**What to work on:**
Go through the lines below and transcribe each one exactly.
****
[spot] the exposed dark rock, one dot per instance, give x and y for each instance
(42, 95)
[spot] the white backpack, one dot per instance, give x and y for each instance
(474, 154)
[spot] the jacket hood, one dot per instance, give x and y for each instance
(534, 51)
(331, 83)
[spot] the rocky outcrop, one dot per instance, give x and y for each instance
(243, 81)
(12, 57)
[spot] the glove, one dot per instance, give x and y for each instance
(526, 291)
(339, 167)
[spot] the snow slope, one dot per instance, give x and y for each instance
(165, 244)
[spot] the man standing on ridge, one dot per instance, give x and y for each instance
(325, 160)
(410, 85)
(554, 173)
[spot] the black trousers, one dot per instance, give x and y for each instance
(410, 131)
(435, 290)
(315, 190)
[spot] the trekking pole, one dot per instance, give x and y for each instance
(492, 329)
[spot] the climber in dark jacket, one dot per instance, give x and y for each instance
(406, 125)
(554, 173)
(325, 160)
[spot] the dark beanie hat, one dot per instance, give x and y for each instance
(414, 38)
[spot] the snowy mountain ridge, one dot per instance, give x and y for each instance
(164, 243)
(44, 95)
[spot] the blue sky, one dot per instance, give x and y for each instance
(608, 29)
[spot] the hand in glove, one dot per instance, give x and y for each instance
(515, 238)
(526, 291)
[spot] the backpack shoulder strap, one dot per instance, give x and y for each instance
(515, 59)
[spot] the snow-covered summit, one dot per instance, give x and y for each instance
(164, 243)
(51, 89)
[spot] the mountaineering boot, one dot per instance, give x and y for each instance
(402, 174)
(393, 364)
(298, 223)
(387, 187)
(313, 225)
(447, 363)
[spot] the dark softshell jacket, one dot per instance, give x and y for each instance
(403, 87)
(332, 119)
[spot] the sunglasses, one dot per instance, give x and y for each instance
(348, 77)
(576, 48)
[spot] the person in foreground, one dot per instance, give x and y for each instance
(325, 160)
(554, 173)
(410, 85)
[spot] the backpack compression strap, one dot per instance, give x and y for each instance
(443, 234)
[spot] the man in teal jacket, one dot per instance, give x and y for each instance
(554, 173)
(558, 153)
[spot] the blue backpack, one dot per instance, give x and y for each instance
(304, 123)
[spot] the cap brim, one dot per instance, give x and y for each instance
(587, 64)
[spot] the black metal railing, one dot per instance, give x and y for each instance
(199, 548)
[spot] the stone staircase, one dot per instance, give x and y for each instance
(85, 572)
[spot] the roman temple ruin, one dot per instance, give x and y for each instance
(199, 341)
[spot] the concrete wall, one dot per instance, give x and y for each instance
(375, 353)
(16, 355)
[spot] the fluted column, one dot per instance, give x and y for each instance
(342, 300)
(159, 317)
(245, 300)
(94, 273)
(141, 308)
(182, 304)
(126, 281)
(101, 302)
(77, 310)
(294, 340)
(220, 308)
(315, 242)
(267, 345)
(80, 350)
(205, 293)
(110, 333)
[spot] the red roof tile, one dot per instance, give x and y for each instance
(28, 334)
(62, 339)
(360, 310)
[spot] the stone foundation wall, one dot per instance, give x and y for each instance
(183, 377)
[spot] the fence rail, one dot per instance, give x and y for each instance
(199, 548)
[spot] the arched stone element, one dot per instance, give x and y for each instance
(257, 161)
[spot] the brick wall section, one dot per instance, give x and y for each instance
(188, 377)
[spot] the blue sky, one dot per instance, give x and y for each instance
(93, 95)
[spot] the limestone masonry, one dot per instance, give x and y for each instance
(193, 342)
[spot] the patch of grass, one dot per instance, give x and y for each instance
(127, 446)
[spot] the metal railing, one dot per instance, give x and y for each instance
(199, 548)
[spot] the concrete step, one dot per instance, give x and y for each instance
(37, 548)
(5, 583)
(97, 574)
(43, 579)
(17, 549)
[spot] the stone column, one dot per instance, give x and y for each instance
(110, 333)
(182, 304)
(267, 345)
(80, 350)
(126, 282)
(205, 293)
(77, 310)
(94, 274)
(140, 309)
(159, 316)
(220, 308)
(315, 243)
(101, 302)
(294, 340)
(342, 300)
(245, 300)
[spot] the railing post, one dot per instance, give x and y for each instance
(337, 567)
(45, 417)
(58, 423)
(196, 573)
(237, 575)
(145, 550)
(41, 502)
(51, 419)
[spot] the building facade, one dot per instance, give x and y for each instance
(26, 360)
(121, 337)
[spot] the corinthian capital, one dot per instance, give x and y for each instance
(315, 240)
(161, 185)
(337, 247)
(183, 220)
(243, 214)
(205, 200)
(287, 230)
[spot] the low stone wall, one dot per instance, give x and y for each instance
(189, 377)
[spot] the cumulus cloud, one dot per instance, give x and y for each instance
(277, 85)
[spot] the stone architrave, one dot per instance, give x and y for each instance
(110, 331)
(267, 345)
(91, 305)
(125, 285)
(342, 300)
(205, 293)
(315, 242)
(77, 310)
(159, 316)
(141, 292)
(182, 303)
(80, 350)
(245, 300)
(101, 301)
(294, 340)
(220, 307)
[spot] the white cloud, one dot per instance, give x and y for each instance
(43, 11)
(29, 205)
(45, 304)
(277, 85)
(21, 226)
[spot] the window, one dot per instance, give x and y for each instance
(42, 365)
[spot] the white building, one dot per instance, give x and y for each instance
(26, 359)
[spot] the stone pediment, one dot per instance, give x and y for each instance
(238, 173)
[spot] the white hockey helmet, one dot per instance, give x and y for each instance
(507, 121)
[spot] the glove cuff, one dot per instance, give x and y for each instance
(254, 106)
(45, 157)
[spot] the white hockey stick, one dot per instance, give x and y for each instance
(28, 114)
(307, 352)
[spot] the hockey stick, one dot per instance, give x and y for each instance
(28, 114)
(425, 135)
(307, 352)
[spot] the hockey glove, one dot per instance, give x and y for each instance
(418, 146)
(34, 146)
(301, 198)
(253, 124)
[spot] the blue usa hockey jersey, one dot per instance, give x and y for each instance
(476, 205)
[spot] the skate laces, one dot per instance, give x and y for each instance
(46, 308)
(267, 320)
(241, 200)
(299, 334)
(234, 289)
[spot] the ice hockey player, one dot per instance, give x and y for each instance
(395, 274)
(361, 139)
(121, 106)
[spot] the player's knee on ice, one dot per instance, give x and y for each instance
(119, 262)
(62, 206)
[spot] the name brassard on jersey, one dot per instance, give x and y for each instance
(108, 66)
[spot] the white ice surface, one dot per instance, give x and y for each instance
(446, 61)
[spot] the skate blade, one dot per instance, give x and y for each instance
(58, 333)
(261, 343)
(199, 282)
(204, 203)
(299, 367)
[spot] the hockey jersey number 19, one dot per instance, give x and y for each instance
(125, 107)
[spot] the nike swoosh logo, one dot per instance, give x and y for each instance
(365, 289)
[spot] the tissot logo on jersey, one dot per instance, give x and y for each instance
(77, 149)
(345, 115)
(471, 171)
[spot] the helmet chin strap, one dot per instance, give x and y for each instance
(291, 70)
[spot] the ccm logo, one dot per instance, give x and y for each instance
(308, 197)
****
**Finished task:**
[spot] the exposed dark rock, one dot per instance, give x and y for each instance
(42, 95)
[spot] the white backpack, one dot per instance, give x and y for each instance
(474, 154)
[spot] the jacket hood, one dot per instance, give x and y for each instance
(534, 51)
(331, 83)
[spot] the rocky outcrop, one dot per instance, give x and y for each instance
(243, 81)
(12, 57)
[spot] the glove, one dot per instance, give x and y for each instance
(526, 291)
(339, 167)
[spot] the snow slope, one dot per instance, give x and y for each instance
(165, 244)
[spot] the man standing on ridge, one dot per instance, give x and y for each instance
(325, 160)
(410, 85)
(554, 173)
[spot] the black trousers, one dot per instance, give x and y for each instance
(410, 131)
(435, 290)
(315, 190)
[spot] the trekking pole, one dot per instance, give x and y for each instance
(492, 329)
[spot] the climber in dark jacket, one dot per instance, give x and y for each instance
(406, 125)
(554, 173)
(325, 160)
[spot] the dark beanie hat, one dot per instance, give x and y for each instance
(414, 38)
[spot] the snowy mountain ridge, one dot per instance, give x and y for each instance
(164, 243)
(44, 95)
[spot] the blue sky, one dot per instance, give x and y for each instance
(608, 29)
[spot] the hand in glove, one dot per instance, give x and y for each instance
(515, 238)
(526, 291)
[spot] the backpack shoulder strap, one dot per instance, give x and y for each instance
(515, 59)
[spot] the snow-covered summit, one dot per instance, give x and y for each instance
(164, 243)
(51, 89)
[spot] the mountaineering boot, one dot per instance, give x and y for each instance
(402, 174)
(393, 364)
(298, 223)
(387, 187)
(313, 225)
(447, 363)
[spot] the dark softshell jacket, one dot per instance, give x and y for each instance
(403, 87)
(332, 119)
[spot] the sunglasses, one dot per instance, give x and y for each instance
(348, 77)
(576, 48)
[spot] the person in foreground, one dot per instance, give x and y for each instance
(325, 160)
(554, 173)
(410, 85)
[spot] the backpack compression strap, one dot per instance, give x and y for each instance
(443, 234)
[spot] the man in teal jacket, one dot per instance, give x and y for each instance
(554, 173)
(558, 153)
[spot] the blue backpack, one dot per instance, give x and y for each instance
(304, 123)
[spot] the cap brim, one dot per instance, give x and y for each instance
(587, 64)
[spot] the black metal railing, one dot per instance, give x and y for each instance
(199, 548)
[spot] the stone staircase, one dot per instance, give x and y for each instance
(85, 572)
[spot] the roman temple ruin, one dot per instance, give x and y for each instance
(199, 341)
[spot] the concrete wall, one dot per instance, give x and y for each instance
(375, 353)
(16, 355)
[spot] the fluted column, one dot per instance, give x and y for each instance
(342, 300)
(159, 317)
(245, 300)
(94, 273)
(141, 308)
(182, 304)
(126, 281)
(101, 302)
(77, 310)
(294, 340)
(220, 308)
(315, 242)
(267, 345)
(80, 350)
(205, 293)
(110, 333)
[spot] the red roof tile, one dot per instance, give x and y for each instance
(28, 334)
(62, 339)
(360, 310)
[spot] the stone foundation wall, one dot per instance, give x and y for each instance
(183, 377)
[spot] the fence rail, one dot per instance, give x and y for each instance
(199, 548)
[spot] the arched stone element, one dot per instance, give x and y for each instance
(257, 161)
[spot] the brick wall section, one dot per instance, give x and y for each instance
(188, 377)
[spot] the blue sky, one dot per instance, give x and y for each instance
(93, 95)
[spot] the limestone masonry, one dot per instance, give x and y for each instance
(193, 342)
[spot] the patch of grass, one dot per instance, give x and y for each instance
(127, 446)
[spot] the metal railing, one dot per instance, give x and y for each instance
(199, 548)
[spot] the concrete step, one dot per instance, give x and y for each instance
(37, 548)
(5, 583)
(97, 574)
(43, 579)
(17, 549)
[spot] the stone column, one dot per instance, give x and y for each instance
(110, 333)
(182, 304)
(267, 345)
(80, 350)
(126, 282)
(205, 293)
(77, 310)
(94, 274)
(140, 309)
(159, 316)
(220, 308)
(315, 243)
(101, 302)
(294, 340)
(342, 300)
(245, 300)
[spot] the railing post, one dot per instance, give x and y for each instance
(337, 567)
(45, 417)
(58, 423)
(196, 573)
(237, 575)
(145, 550)
(41, 502)
(51, 419)
[spot] the building facade, one dot per instance, give x and y for each instance
(26, 360)
(121, 337)
[spot] the corinthian capital, one dot per instance, give x and y for each instance
(315, 240)
(161, 185)
(337, 247)
(183, 220)
(243, 214)
(205, 200)
(287, 230)
[spot] the low stone wall, one dot per instance, give x and y for each instance
(189, 377)
[spot] the cumulus cloud, one dot per instance, give x and y for each instance
(277, 85)
[spot] the stone architrave, one dot per instance, give x and y for each instance
(110, 331)
(267, 345)
(91, 305)
(125, 285)
(342, 300)
(205, 293)
(315, 242)
(77, 310)
(159, 316)
(141, 292)
(182, 303)
(80, 350)
(245, 300)
(101, 301)
(294, 340)
(220, 307)
[spot] the white cloud, one dot per instance, give x and y for each instance
(43, 11)
(29, 205)
(45, 304)
(277, 85)
(21, 226)
[spot] the window, one dot per instance, give x and y for each instance
(42, 365)
[spot] the white building, one dot per instance, give x and y for each instance
(26, 359)
[spot] the stone pediment, one dot per instance, give x and y for each instance
(238, 173)
[spot] the white hockey helmet, one dot per instance, give x and y for each instance
(507, 121)
[spot] the glove cuff, one dot per instance, give x and y for each instance
(254, 106)
(45, 157)
[spot] the white hockey stick, one dot per instance, give x and y for each instance
(28, 114)
(307, 352)
[spot] the hockey stick, one dot per instance, give x and y for each instance
(28, 114)
(425, 135)
(307, 352)
[spot] the hockey glove, one dot per instance, give x and y for each instance
(418, 146)
(34, 146)
(301, 198)
(253, 124)
[spot] the blue usa hockey jersey, one dot per instance, give x and y for each instance
(476, 205)
[spot] the skate laces, one dot per instance, give x and y for each instance
(46, 308)
(267, 320)
(241, 200)
(299, 334)
(234, 289)
[spot] the ice hockey player, one dot per instance, give x and y for each instance
(395, 274)
(361, 139)
(121, 106)
[spot] the player's knee on ice, one dot per instance, give x and y for each instance
(119, 262)
(62, 206)
[spot] the name brassard on jersey, one dot per instance, give x and y for each instance
(108, 66)
[spot] the white ice surface, one dot per instance, give x and y for each instance
(446, 61)
[spot] the skate blade, one dot per instance, give x and y for each instance
(58, 333)
(261, 343)
(199, 282)
(204, 203)
(299, 367)
[spot] the hockey jersey number 19, one dot per instance, give x and y for each instance
(125, 107)
[spot] the nike swoosh logo, one dot per instance, give x and y for each instance
(365, 289)
[spot] the tissot logo on jersey, one dot per instance, give x and y for each instance
(77, 149)
(345, 115)
(471, 171)
[spot] the helmet chin strap, one dot per instance, give x and y for each instance
(291, 70)
[spot] the ccm logo, one dot per instance, give x and y for each instance
(308, 197)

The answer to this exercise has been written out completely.